Pouvez-vous reprendre le passage du texte sur l'horloge atomique miniature qui commence à « La miniaturisation d’une » et s'achève à « les années 70. », en substituant « dé à coudre » à « morceau de sucre » ?

▸ TEXTE À LIRE:
━━━━━━━━━━

Université de Franche-Comté

Une horloge atomique MEMS de la taille d'un dé à coudre

Où les microtechniques et le temps-fréquence bisontins et neuchâtelois œuvrent ensemble pour une version européenne d’horloge atomique miniature

  

Seules les horloges atomiques sont susceptibles de fournir une base de temps avec une précision de l’ordre de 10-11, et les plus petites actuellement commercialisées sont de la taille d’un paquet de cigarettes. Or, dans de nombreuses applications civiles ou militaires (récepteurs GPS, téléphones portables, systèmes de cryptage des télécommunications…) l’amélioration des performances passe par des garde-temps ultraprécis directement embarqués. La miniaturisation de l’horloge atomique devient un enjeu stratégique.

 

 

Le piégeage cohérent de population comme principe physique

La miniaturisation d’une horloge atomique, jusqu’à atteindre la taille d’un petit morceau de sucre, nécessite un saut scientifique et technologique important. Un phénomène permet de l’envisager : le piégeage cohérent de population, connu depuis les années 70.

 

Une vapeur de césium ou de rubidium contenue dans une cellule est excitée par le faisceau d’une diode laser modulée en fréquence. Un photodétecteur permet d’observer la résonance atomique en sortie de la cellule. L’information qu’il reçoit est alors utilisée pour asservir la fréquence de modulation du laser afin d’assurer un signal stable et précis. Cette solution a le mérite de s’affranchir de la cavité micro-onde de résonance des horloges « macroscopiques », limitant sérieusement la miniaturisation. En revanche, elle est une source de nombreuses difficultés tant scientifiques que technologiques. Devant les perspectives d’applications, notamment dans l’armement, quelques équipes américaines, financées par la DARPA (équivalent étasunien de la DGA), ont relevé ce défi et en 2001 les premiers résultats sont apparus. En Europe, les recherches se structurent en France et en Suisse, respectivement autour de la DGA et du CNES, de la CUS (Conférence universitaire suisse) et de l’ESA. Grâce au septième programme-cadre, un projet européen de type STREP porté par l’université de Franche-Comté (FEMTO-ST) démarrera en septembre prochain, pour la réalisation d’une micro-horloge atomique européenne.

 

 

Alliance des MEMS et du temps-fréquence

La réalisation d’une micro-horloge atomique mobilise de nombreuses compétences que l’on voit rarement associées : les micro-usinages MEMS, la photonique, la microélectronique et la métrologie temps-fréquence. C’est pourquoi ce projet associe le savoir-faire de deux départements de FEMTO-ST (Micro nano sciences & systèmes et Temps-fréquence) et quatre laboratoires de l’Institut des Microtechniques de l’université de Neuchâtel (Temps-fréquence, Optique appliquée, Électronique et traitement du signal, et Capteurs, actuateurs et microsystèmes). Ces unités de recherche sont déjà partenaires au sein du LEA Microtechniques.

━━━━━━━━━━

▸ LIGNES DE DONNÉES:
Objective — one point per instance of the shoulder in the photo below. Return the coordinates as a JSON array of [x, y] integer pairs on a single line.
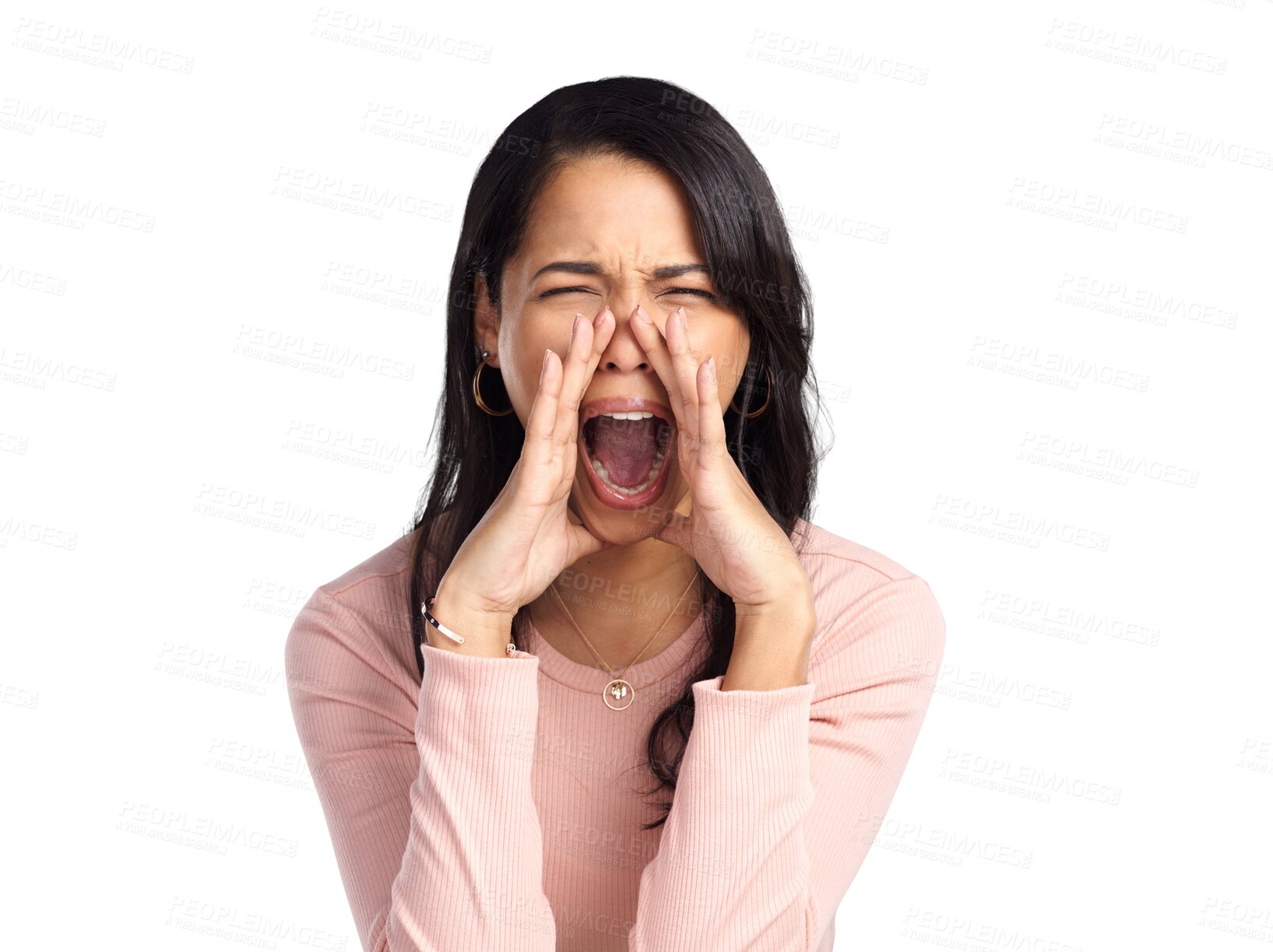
[[360, 613], [867, 602]]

━━━━━━━━━━

▸ RÉSULTAT OBTENU:
La miniaturisation d’une horloge atomique, jusqu’à atteindre la taille d’un petit dé à coudre, nécessite un saut scientifique et technologique important. Un phénomène permet de l’envisager : le piégeage cohérent de population, connu depuis les années 70.